- **DATA PROVIDED**
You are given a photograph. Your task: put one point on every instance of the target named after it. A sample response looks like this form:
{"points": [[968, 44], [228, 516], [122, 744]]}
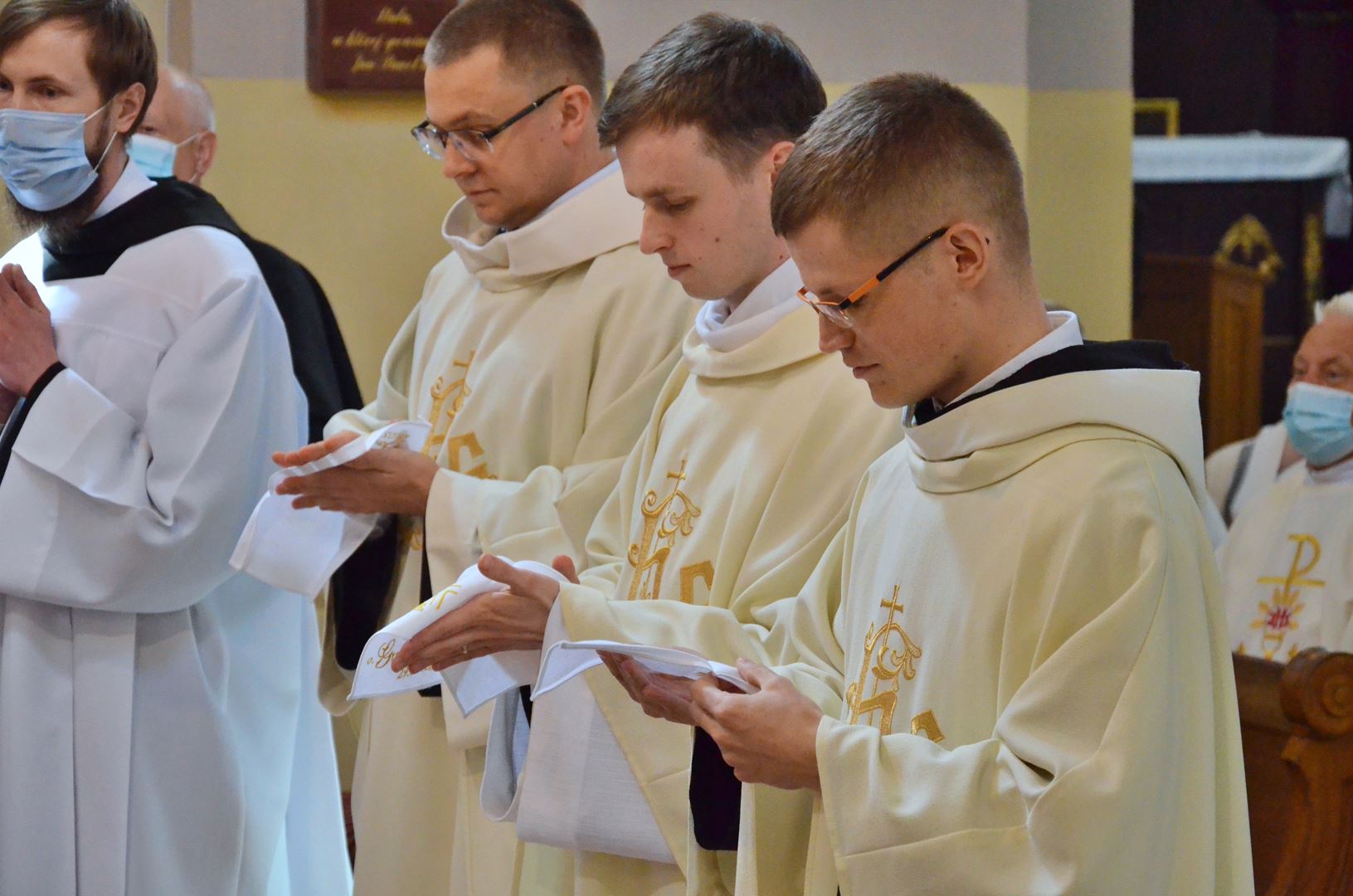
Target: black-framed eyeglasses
{"points": [[471, 144], [835, 310]]}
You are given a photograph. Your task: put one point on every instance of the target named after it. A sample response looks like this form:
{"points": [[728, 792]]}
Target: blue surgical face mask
{"points": [[42, 156], [156, 154], [153, 154], [1320, 422]]}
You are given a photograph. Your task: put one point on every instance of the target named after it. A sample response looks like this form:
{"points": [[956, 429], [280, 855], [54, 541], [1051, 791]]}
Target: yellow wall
{"points": [[1078, 178], [343, 187], [338, 183]]}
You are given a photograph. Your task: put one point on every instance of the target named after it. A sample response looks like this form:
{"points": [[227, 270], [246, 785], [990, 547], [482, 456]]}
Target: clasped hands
{"points": [[27, 343], [382, 480], [769, 737]]}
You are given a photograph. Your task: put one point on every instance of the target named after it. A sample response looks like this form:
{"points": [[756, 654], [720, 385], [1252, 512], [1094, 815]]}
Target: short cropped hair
{"points": [[905, 152], [122, 49], [744, 84], [1340, 306], [540, 40]]}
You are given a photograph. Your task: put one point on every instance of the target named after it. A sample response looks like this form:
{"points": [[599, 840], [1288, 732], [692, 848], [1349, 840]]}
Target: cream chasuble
{"points": [[737, 488], [1287, 566], [536, 356], [1019, 645]]}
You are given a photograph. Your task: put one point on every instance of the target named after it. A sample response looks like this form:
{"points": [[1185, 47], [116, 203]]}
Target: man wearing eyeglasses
{"points": [[1011, 672], [536, 353], [735, 489]]}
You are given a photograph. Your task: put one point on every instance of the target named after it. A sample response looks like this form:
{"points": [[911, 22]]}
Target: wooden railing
{"points": [[1297, 726]]}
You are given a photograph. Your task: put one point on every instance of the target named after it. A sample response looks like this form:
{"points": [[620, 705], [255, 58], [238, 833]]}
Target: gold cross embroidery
{"points": [[1278, 616], [887, 664], [664, 520]]}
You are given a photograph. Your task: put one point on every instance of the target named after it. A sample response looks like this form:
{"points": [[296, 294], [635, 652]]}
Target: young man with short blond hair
{"points": [[535, 353], [737, 482], [1010, 673]]}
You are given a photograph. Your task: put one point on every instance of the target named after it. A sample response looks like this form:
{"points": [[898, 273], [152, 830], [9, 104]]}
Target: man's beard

- **WHAT IS REQUIRED**
Pick out every line in the items above that contains the word "hair" and copy each one. Case counts.

- **OUTPUT**
Target: short cropped hair
Target: young man with short blond hair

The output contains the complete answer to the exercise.